● **Task objective**
Find each line in the items below that contains the word "jacket", and copy those lines.

[Some items]
--
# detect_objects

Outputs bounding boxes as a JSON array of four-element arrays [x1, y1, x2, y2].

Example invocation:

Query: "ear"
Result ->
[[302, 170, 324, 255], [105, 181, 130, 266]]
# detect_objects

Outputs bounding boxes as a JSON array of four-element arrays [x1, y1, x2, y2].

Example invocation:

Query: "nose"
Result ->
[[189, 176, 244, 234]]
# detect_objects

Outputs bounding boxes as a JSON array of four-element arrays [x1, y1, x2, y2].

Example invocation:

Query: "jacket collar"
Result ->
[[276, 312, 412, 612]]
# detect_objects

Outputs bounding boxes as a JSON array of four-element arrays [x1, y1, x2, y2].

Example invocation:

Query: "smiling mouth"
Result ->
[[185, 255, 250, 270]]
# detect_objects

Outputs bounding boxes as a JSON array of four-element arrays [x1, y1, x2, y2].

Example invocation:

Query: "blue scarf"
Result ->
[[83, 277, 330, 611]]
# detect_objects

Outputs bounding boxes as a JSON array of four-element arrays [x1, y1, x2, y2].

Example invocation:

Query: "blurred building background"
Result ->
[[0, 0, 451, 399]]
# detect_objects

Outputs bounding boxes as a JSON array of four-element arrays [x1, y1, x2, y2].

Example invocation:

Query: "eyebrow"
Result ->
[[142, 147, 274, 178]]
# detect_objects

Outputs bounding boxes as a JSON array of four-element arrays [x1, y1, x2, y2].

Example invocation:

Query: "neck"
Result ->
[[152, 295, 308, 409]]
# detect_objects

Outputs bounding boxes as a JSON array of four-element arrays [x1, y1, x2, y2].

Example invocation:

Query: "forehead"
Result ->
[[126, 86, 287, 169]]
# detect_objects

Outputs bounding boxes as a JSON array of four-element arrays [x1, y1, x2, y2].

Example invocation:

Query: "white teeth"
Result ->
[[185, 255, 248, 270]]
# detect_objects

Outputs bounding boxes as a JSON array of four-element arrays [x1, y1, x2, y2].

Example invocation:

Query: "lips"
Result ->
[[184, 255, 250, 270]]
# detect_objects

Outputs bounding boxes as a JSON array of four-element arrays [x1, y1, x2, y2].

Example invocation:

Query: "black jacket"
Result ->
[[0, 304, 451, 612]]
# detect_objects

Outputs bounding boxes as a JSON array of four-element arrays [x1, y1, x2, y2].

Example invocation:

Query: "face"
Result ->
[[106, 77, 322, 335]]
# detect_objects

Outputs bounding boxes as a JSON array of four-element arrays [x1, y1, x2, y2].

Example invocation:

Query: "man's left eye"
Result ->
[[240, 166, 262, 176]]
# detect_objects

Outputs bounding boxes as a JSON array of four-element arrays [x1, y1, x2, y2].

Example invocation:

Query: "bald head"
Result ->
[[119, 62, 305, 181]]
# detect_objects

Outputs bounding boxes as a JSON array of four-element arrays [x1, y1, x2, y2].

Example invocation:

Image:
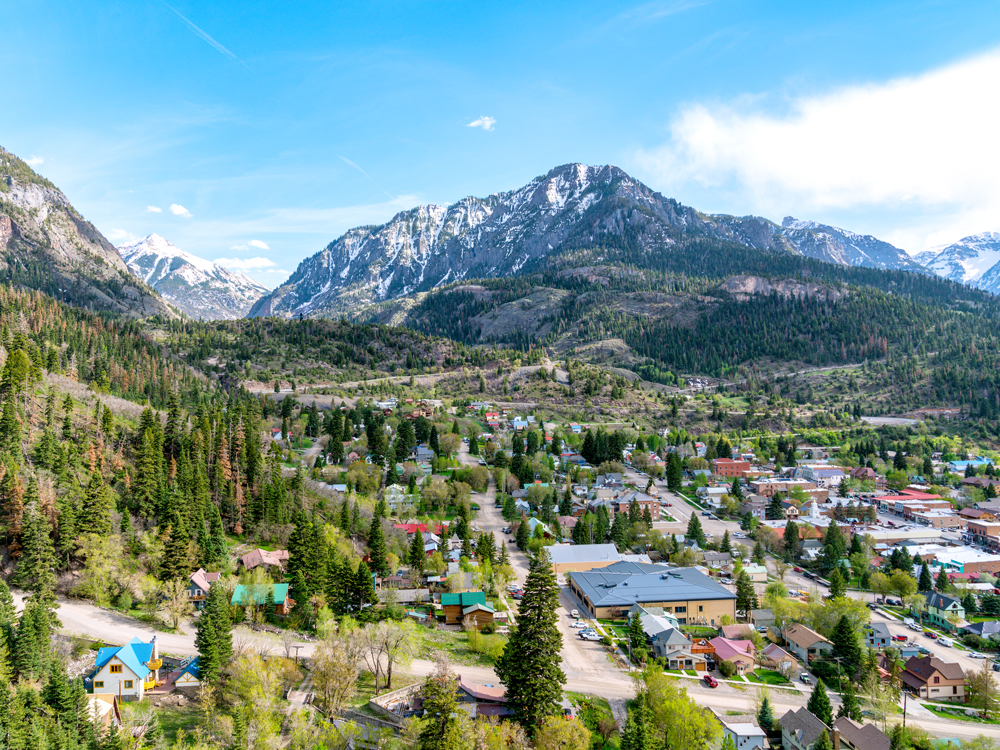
--
● **The reply**
Query: "jacket collar"
Query: "black jacket"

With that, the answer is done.